Book making, letterpress, illustration, popup design, book design2014
A handmade letterpress pop-up book of dark fairytales written with and for children.    





Concept


This handmade, letterpressed edition of dark folktale was written, illustrated, and designed as an experimental narrative that challenges young readers through interactive and multi-sensory engagement. The Song of the Sea Demon (or the Tale of the Dread Dogfish) (or the Killing Machine) incorporates original storytelling alongside unconventional bookmaking elements: pop-ups, edible pages, and puzzles, thereby expanding the boundaries of traditional storytelling. Drawing inspiration from the spontaneous and self-generated narratives that children create for themselves———reminiscent of oral schoolyard tales———the project directly sources its imaginative framework from its intended audience. By collecting, curating, and reinterpreting these child-authored narratives, the work seeks to synthesize a new form of folktale, one that reflects the dynamic and evolving nature of storytelling in participatory and tactile ways.




exhibited at AAHD Gallery (2014)











The Song of the Sea Demon (or the Tale of the Dread Dogfish) (or the Killing Machine) is both a darkly imaginative folktale and a critical design object that interrogates the conventions of children’s literature through form, tactility, and narrative structure. The cover is richly bound in red linen and stamped in gold foil, which draws on the visual lexicon of Victorian-era naturalist volumes and Gothic storybooks. The design plays with the expectation of moral clarity and whimsical innocence in the illustrated book genre, only to subvert it through surreal illustration, narrative rupture, and experimental interaction.








At the core of the work is a profound commitment to material storytelling. The letterpress printing, die-cuts, modular pages, popups, french folds, and edible pages invite the reader to engage not just with plot, but with the book as an object of discovery. This haptic interplay challenges the reader to reconsider the act of reading as one of embodied participation.


The narrative itself is nonlinear, fragmentary, and openly strange. Told from the perspective of a young protagonist navigating a mythic seascape, the story is populated with dreamlike figures: a pirate, a naturalist, a monstrous fish-machine. The illustrations evoke the naïveté of a child's drawing, yet are meticulously rendered in gouache-like textures and layered ink washes, creating a tension between innocence and sophistication. This stylistic contradiction simulates the imagined worlds children build which sometimes brush up against dark themes.










“I think if you are protected from dark things then you have no protection of, no knowledge of, how to cope with dark things when they show up.”


Neil Gaiman The Guardian  
“Neil Gaiman: ‘I’m Not Scary. I’m Nice.’” 
Interview by Michelle Pauli; 2013.















Importantly, the book takes its inspiration from what might be termed “children’s counterlore,” those shadowy, unregulated kids’ stories exchanged in playgrounds and whispered beneath blankets. Rather than impose an external folkloric template, the book has sourced content directly from child storytellers, collecting tales and tropes that resist coherence or closure. These fragments are then synthesized into a meta-folktale that plays with genre while remaining grounded in its oral and imaginative origins. The resulting narrative is more incantation than storybook, more ritual than lesson.











2014  /  THE SONG OF THE SEA DEMON  /   A movable page whose position in the book changes the meaning of the narrative.

Stated problem:
Can you carry the description of the pop-up book forward from its final line? The data that comes next has nothing to do with the description of the pop-up book.

Data listing:
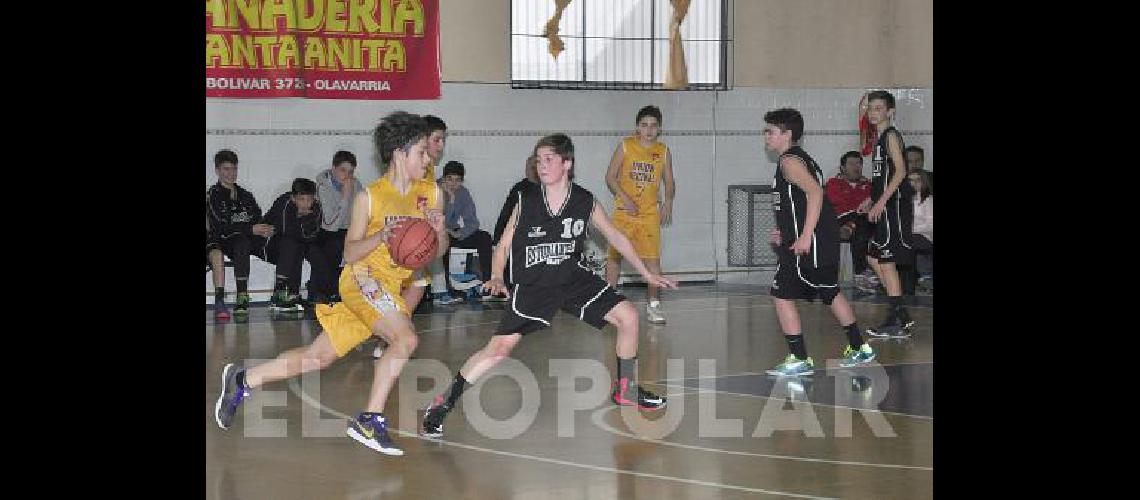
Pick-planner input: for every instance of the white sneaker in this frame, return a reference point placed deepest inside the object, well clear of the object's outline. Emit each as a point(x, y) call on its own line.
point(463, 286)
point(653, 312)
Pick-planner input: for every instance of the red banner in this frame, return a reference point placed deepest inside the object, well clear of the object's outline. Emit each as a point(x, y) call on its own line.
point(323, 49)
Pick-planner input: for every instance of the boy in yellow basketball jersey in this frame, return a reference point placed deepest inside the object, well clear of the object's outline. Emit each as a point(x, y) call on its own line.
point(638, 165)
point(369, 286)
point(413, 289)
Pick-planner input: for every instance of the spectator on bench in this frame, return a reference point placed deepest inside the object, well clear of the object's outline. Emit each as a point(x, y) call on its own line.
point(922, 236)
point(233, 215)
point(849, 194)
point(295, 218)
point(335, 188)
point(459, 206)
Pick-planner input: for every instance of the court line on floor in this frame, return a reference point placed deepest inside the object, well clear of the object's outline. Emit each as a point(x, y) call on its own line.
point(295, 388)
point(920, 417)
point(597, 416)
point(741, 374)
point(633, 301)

...

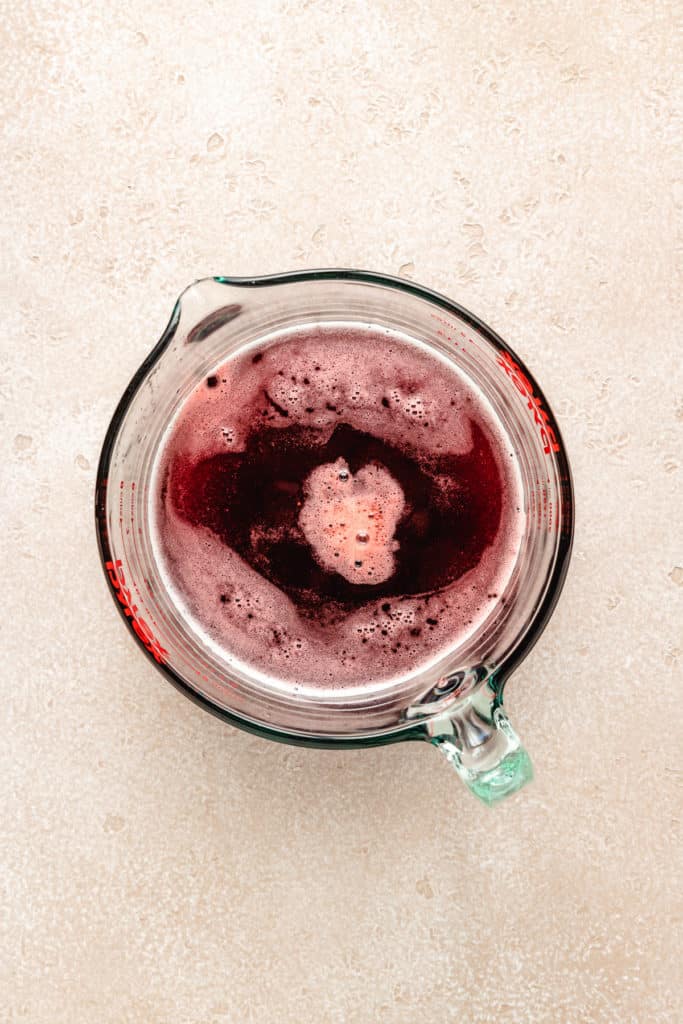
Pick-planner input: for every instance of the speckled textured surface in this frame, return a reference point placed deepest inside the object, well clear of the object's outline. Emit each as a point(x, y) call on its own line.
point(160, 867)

==

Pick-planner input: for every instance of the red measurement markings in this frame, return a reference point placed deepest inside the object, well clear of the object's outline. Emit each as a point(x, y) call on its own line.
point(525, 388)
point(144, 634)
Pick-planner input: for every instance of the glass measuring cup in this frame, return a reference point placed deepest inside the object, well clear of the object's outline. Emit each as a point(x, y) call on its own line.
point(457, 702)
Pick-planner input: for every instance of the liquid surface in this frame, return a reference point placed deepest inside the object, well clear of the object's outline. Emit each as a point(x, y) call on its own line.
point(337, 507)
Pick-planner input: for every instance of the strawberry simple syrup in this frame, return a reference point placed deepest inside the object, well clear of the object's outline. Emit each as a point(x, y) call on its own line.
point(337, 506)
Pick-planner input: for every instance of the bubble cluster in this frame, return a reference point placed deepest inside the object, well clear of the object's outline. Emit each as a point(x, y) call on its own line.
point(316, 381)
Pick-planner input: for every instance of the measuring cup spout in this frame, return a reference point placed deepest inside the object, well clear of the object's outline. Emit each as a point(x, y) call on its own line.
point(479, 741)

Exercise response:
What distinguishes this work within the field of experimental publishing is not only its layered storytelling but its interrogation of authorship and reader agency. By incorporating edible pages, secret compartments, and coded puzzles, the book destabilizes the passive reader model. Instead, it repositions the child not as recipient, but as decoder and co-conspirator. Each act of consumption—literal or interpretive—becomes a performative gesture, reinforcing the idea that stories are not told to children, but made with them.

Spatially, the book operates almost architecturally. Scenes unfold with theatrical pacing; bridges and boats pop from the gutter with dimensionality; waves curve across spreads like stage sets. The designer engages the book as a kind of paper-built installation, choreographing the reader’s eye and hand in tandem. This kinesthetic rhythm resists the sleek efficiency of digital narratives, inviting slowness, pause, and return—a design ethic that affirms analog media’s enduring capacity to provoke wonder.












“The fairy tale emanates from specific struggles to humanize bestial and barbaric forces, which have terrorized our minds and communities in concrete ways, threatening to destroy free will and human compassion. The fairy tale sets out to conquer this concrete terror through metaphors.”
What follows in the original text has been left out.